• _SET EXERCISE_: Reproduce the following lines verbatim, preserving every character, number, and line break.

• _PROVIDED RECORDS_:
##############################

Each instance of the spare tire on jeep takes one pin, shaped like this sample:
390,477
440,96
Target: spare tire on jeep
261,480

##############################

• _REPLY_:
Each instance of the spare tire on jeep takes one pin, shaped like this sample:
390,477
440,96
Target: spare tire on jeep
261,480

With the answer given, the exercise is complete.